### Directions for this task:
The records follow. Copy each one exactly.

··· Records shown

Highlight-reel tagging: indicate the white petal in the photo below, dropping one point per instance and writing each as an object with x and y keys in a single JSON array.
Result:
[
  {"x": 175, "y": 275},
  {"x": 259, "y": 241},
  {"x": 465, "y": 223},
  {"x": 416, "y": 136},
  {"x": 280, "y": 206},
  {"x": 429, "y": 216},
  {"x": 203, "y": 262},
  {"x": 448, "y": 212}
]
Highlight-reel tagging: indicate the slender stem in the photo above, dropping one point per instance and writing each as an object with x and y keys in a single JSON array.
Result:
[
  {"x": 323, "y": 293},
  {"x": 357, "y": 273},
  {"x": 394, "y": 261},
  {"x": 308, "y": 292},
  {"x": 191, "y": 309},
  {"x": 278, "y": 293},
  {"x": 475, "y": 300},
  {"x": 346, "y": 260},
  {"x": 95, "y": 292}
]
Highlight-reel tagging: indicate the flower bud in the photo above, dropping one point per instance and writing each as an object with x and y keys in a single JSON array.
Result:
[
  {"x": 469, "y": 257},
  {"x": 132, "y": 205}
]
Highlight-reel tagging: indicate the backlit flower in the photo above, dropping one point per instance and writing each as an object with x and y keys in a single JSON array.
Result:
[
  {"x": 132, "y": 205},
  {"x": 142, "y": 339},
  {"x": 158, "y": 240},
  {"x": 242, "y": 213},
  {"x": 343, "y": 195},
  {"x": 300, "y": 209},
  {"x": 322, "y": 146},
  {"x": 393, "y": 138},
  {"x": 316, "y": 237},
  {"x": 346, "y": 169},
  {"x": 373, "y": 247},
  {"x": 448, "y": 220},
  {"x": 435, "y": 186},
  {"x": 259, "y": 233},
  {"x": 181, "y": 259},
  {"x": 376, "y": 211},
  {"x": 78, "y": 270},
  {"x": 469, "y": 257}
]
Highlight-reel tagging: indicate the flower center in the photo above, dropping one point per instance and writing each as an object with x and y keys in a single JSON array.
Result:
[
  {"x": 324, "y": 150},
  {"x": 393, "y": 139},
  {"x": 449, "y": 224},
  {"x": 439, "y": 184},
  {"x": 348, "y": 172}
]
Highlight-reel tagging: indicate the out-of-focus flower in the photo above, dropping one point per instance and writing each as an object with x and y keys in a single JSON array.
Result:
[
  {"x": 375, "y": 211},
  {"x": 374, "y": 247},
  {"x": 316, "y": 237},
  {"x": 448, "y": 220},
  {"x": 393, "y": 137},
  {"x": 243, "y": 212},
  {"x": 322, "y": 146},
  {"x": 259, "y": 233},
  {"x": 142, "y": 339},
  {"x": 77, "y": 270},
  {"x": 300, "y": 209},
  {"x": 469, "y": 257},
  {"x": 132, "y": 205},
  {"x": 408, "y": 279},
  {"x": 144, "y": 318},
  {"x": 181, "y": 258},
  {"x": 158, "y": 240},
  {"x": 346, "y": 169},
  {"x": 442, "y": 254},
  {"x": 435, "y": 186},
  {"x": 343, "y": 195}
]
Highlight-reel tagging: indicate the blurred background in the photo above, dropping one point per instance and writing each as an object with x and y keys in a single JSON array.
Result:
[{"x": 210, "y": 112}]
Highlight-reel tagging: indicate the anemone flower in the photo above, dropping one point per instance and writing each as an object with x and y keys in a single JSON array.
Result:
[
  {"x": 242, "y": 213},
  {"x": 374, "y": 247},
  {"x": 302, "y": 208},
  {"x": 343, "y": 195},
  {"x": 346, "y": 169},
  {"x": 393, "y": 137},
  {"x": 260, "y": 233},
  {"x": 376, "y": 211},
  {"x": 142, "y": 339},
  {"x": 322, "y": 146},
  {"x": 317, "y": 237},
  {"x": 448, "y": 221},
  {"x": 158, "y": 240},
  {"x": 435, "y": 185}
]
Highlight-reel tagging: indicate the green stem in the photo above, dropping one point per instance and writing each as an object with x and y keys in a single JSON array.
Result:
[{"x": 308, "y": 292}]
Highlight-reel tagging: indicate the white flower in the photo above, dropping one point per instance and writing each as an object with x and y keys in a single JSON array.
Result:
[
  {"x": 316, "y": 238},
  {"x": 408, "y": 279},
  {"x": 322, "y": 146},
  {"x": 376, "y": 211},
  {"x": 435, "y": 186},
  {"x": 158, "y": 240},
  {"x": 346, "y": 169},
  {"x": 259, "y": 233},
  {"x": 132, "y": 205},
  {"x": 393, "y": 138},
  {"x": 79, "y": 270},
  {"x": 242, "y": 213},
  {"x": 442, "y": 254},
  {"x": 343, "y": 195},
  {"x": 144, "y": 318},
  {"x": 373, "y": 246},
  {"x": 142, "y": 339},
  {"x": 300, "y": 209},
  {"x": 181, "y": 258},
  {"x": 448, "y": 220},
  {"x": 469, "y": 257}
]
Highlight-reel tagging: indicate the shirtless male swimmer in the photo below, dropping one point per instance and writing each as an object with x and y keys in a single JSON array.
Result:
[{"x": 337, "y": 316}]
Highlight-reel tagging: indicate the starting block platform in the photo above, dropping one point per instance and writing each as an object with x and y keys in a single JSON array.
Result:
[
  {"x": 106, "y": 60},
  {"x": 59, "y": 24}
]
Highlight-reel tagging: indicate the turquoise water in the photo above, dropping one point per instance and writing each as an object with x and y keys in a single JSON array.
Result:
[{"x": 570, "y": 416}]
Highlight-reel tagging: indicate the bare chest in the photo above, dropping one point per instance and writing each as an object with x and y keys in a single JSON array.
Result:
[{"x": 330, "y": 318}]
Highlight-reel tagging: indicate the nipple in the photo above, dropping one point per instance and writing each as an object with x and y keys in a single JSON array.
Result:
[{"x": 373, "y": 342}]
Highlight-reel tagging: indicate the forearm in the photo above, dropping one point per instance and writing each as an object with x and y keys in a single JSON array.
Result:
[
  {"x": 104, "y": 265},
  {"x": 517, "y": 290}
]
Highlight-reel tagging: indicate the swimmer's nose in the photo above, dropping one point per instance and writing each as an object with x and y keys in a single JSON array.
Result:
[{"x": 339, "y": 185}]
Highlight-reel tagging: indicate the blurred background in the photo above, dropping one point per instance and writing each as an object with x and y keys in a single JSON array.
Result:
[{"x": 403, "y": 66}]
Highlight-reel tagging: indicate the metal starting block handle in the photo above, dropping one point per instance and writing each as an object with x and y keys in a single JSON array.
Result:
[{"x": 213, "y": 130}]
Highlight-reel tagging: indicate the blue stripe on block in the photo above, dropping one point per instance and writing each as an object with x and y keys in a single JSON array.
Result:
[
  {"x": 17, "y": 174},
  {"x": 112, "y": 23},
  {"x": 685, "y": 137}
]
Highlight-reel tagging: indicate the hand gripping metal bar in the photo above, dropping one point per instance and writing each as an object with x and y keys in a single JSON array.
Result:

······

### Task solution:
Highlight-reel tagging: indicate the white petal in the photo below, dropping one point per instance and writing each as an object with x and y keys in a single JSON array.
Result:
[
  {"x": 175, "y": 275},
  {"x": 259, "y": 241},
  {"x": 465, "y": 223},
  {"x": 416, "y": 136},
  {"x": 280, "y": 206},
  {"x": 429, "y": 216},
  {"x": 203, "y": 262},
  {"x": 448, "y": 212}
]
Highlight-reel tagging: indicate the slender stem in the photo above, dropping one point per instance and writing each as an object with x and y keys in a single JSON array.
Result:
[
  {"x": 323, "y": 293},
  {"x": 357, "y": 273},
  {"x": 394, "y": 261},
  {"x": 308, "y": 292},
  {"x": 191, "y": 309},
  {"x": 278, "y": 293},
  {"x": 475, "y": 300},
  {"x": 346, "y": 260},
  {"x": 95, "y": 292}
]
Highlight-reel tagging: indicate the flower bud in the photo above, dropping one point per instance and writing each as an object with x and y keys in a single JSON array.
Result:
[
  {"x": 469, "y": 257},
  {"x": 132, "y": 205}
]
Highlight-reel tagging: indicate the backlit flower in the photo above, dropping one point per instance and writing each as an object with x and y keys in a single JSON array.
Result:
[
  {"x": 132, "y": 205},
  {"x": 142, "y": 339},
  {"x": 158, "y": 240},
  {"x": 242, "y": 213},
  {"x": 343, "y": 195},
  {"x": 300, "y": 209},
  {"x": 322, "y": 146},
  {"x": 393, "y": 138},
  {"x": 316, "y": 237},
  {"x": 346, "y": 169},
  {"x": 373, "y": 247},
  {"x": 448, "y": 220},
  {"x": 435, "y": 186},
  {"x": 259, "y": 233},
  {"x": 181, "y": 259},
  {"x": 376, "y": 211},
  {"x": 78, "y": 270},
  {"x": 469, "y": 257}
]
Highlight-reel tagging: indicate the flower center in the photo above, dropping one point per instance and writing each as an object with x and y keys in a single JSON array.
Result:
[
  {"x": 324, "y": 150},
  {"x": 393, "y": 139},
  {"x": 449, "y": 224},
  {"x": 439, "y": 184},
  {"x": 348, "y": 172}
]
Highlight-reel tagging: indicate the out-of-focus flower in the photo above, dropping one point per instance and writing each as an object with x and y keys in a single JSON array.
Result:
[
  {"x": 375, "y": 211},
  {"x": 374, "y": 247},
  {"x": 316, "y": 237},
  {"x": 448, "y": 220},
  {"x": 393, "y": 137},
  {"x": 243, "y": 212},
  {"x": 322, "y": 146},
  {"x": 259, "y": 233},
  {"x": 142, "y": 339},
  {"x": 77, "y": 270},
  {"x": 300, "y": 209},
  {"x": 469, "y": 257},
  {"x": 132, "y": 205},
  {"x": 408, "y": 279},
  {"x": 144, "y": 318},
  {"x": 181, "y": 258},
  {"x": 158, "y": 240},
  {"x": 346, "y": 169},
  {"x": 442, "y": 254},
  {"x": 435, "y": 186},
  {"x": 343, "y": 195}
]
Highlight-reel tagging: indicate the blurred background in the photo above, dropping one point per instance and writing each as an object with x and y keys in a single JSON array.
Result:
[{"x": 210, "y": 112}]
Highlight-reel tagging: indicate the anemone flower in the photo above, dropping one point per instance and writing each as an object with x and y keys in a single JSON array.
Result:
[
  {"x": 242, "y": 213},
  {"x": 374, "y": 247},
  {"x": 302, "y": 208},
  {"x": 343, "y": 195},
  {"x": 346, "y": 169},
  {"x": 393, "y": 137},
  {"x": 260, "y": 233},
  {"x": 376, "y": 211},
  {"x": 142, "y": 339},
  {"x": 322, "y": 146},
  {"x": 317, "y": 237},
  {"x": 448, "y": 221},
  {"x": 158, "y": 240},
  {"x": 435, "y": 185}
]
Highlight-reel tagging: indicate the green stem in the photo above, dropping one point per instance and writing each as an object with x and y keys in a single JSON array.
Result:
[{"x": 308, "y": 292}]
Highlight-reel tagging: indicate the white flower in the photo above, dropping one point per instance and writing each as an object with x and y keys in a single JSON array.
Result:
[
  {"x": 316, "y": 238},
  {"x": 408, "y": 279},
  {"x": 322, "y": 146},
  {"x": 376, "y": 211},
  {"x": 435, "y": 186},
  {"x": 158, "y": 240},
  {"x": 346, "y": 169},
  {"x": 259, "y": 233},
  {"x": 132, "y": 205},
  {"x": 393, "y": 138},
  {"x": 79, "y": 270},
  {"x": 242, "y": 213},
  {"x": 442, "y": 254},
  {"x": 343, "y": 195},
  {"x": 144, "y": 318},
  {"x": 373, "y": 246},
  {"x": 142, "y": 339},
  {"x": 300, "y": 209},
  {"x": 181, "y": 258},
  {"x": 448, "y": 220},
  {"x": 469, "y": 257}
]
Highlight-reel tagging: indicate the shirtless male swimmer in the photo below, dropping one point per instance and writing each as an object with x and y keys in a single JSON array.
Result:
[{"x": 337, "y": 316}]
Highlight-reel tagging: indicate the starting block platform in the photo above, dropping one point per instance and writing each as an object with x and y keys in a single JSON array.
Result:
[
  {"x": 106, "y": 60},
  {"x": 59, "y": 24}
]
Highlight-reel tagging: indicate the turquoise water in the photo above, dropping one point per instance and writing each as an object with x and y keys in a single JSON array.
Result:
[{"x": 570, "y": 416}]
Highlight-reel tagging: indicate the bare chest in the photo above, dropping one point per instance and writing each as an object with x and y keys in a single JSON array.
Result:
[{"x": 330, "y": 318}]
Highlight-reel tagging: indicate the nipple in the photo above, dropping one point per instance and writing each as an object with x and y keys in a single JSON array.
Result:
[{"x": 373, "y": 342}]
Highlight-reel tagging: indicate the forearm in the photo above, dropping one point per instance and writing each as an object with x and y keys in a single JSON array.
Result:
[
  {"x": 104, "y": 265},
  {"x": 517, "y": 290}
]
Highlight-reel tagging: indicate the swimmer's nose in the photo above, dropping one point per instance and writing each as an object with x and y keys in a single JSON array.
Result:
[{"x": 339, "y": 185}]
Highlight-reel tagging: indicate the blurred background in the photo above, dropping one point per instance and writing each as an object with x and y keys in a single JSON array.
Result:
[{"x": 403, "y": 66}]
Highlight-reel tagging: indicate the metal starting block handle in the photo above, dropping one point per instance and writing each as an object with x and y keys in a single JSON array.
Result:
[{"x": 213, "y": 130}]
Highlight-reel tagging: indicate the blue stripe on block in the photo above, dropping one point per instance and writing each as an object with x and y keys in a single JSON array.
Result:
[
  {"x": 17, "y": 174},
  {"x": 112, "y": 23},
  {"x": 685, "y": 137}
]
Highlight-reel tagging: indicate the hand gripping metal bar in the photo above, dropping one point per instance and writing each as an object with x and y keys in a single JSON array.
Result:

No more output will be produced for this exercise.